RECORDS TO USE:

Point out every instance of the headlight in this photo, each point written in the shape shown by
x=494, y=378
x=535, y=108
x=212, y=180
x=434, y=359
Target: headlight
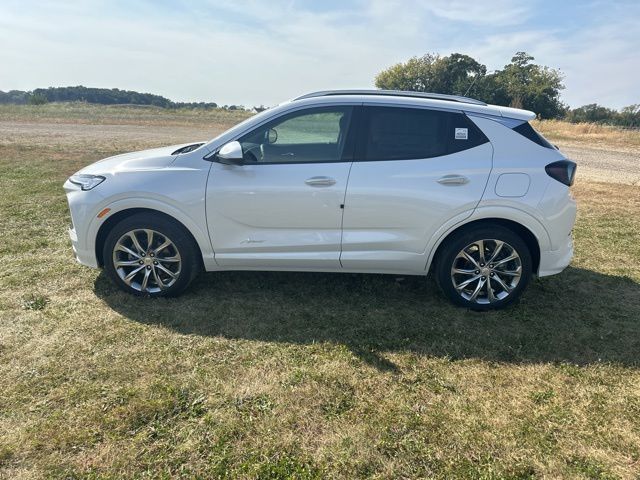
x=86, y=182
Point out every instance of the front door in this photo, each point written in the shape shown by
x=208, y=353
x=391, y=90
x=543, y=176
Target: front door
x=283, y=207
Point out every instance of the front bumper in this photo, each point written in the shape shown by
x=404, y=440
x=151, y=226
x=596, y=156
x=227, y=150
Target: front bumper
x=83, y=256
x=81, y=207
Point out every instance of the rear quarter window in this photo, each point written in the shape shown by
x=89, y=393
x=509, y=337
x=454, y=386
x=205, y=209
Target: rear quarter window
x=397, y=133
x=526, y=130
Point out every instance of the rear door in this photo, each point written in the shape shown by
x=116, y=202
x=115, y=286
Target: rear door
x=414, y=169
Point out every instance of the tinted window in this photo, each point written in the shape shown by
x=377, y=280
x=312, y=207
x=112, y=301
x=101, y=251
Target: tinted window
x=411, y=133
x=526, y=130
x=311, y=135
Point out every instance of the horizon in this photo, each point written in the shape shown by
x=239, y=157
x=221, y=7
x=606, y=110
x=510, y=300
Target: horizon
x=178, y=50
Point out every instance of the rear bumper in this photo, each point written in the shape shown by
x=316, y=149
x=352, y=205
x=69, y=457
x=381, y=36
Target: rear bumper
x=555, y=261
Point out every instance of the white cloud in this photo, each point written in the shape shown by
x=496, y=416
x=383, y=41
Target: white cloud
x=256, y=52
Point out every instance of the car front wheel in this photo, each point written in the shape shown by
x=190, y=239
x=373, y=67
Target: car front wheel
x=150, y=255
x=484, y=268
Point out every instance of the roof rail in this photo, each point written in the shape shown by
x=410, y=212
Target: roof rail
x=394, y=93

TASK GOAL: Transcribe all of the records above word for word, leaving the pictures out.

EXERCISE ANSWER:
Point out every instance of the headlight in this photo, each point written in the shape shown by
x=494, y=378
x=535, y=108
x=212, y=180
x=434, y=359
Target: headlight
x=86, y=182
Point out every instance of the front door in this photo, each point written in the shape shown by
x=208, y=353
x=391, y=90
x=543, y=176
Target: front door
x=283, y=207
Point out every instance of the front bumper in this photo, each point written in the shape shown by
x=404, y=440
x=151, y=226
x=596, y=156
x=227, y=150
Target: front bumper
x=83, y=256
x=81, y=207
Point out every instance of the rear quarter window in this photo, each point written in the shape shown by
x=89, y=393
x=509, y=337
x=454, y=386
x=205, y=209
Target: rear quarter window
x=397, y=133
x=526, y=130
Point out every instance of the rear door in this photo, each point written in the shape shown by
x=116, y=202
x=115, y=286
Target: rear door
x=414, y=169
Point out every instance of the tinted window in this photo, each point written in the shape shown by
x=377, y=280
x=312, y=207
x=112, y=301
x=101, y=251
Target: tinted window
x=411, y=133
x=526, y=130
x=311, y=135
Point out every instance of the horizon in this photo, each point written in the shape shown by
x=239, y=157
x=221, y=7
x=606, y=110
x=510, y=300
Target: horizon
x=178, y=50
Point out every instance of the rear bumper in this photo, each point written in the shape shown by
x=316, y=149
x=352, y=205
x=69, y=457
x=381, y=36
Target: rear bumper
x=555, y=261
Point out every instance of the white cloud in this photo, each point written in the shape shown by
x=496, y=416
x=383, y=41
Target: white cloud
x=256, y=52
Point out every instance of the car front wheel in this photo, each point written in the shape shown by
x=190, y=239
x=373, y=67
Target: car front wheel
x=150, y=255
x=484, y=268
Point out every instance of the roof rail in this photo, each point written in the shape shown by
x=410, y=212
Target: roof rail
x=394, y=93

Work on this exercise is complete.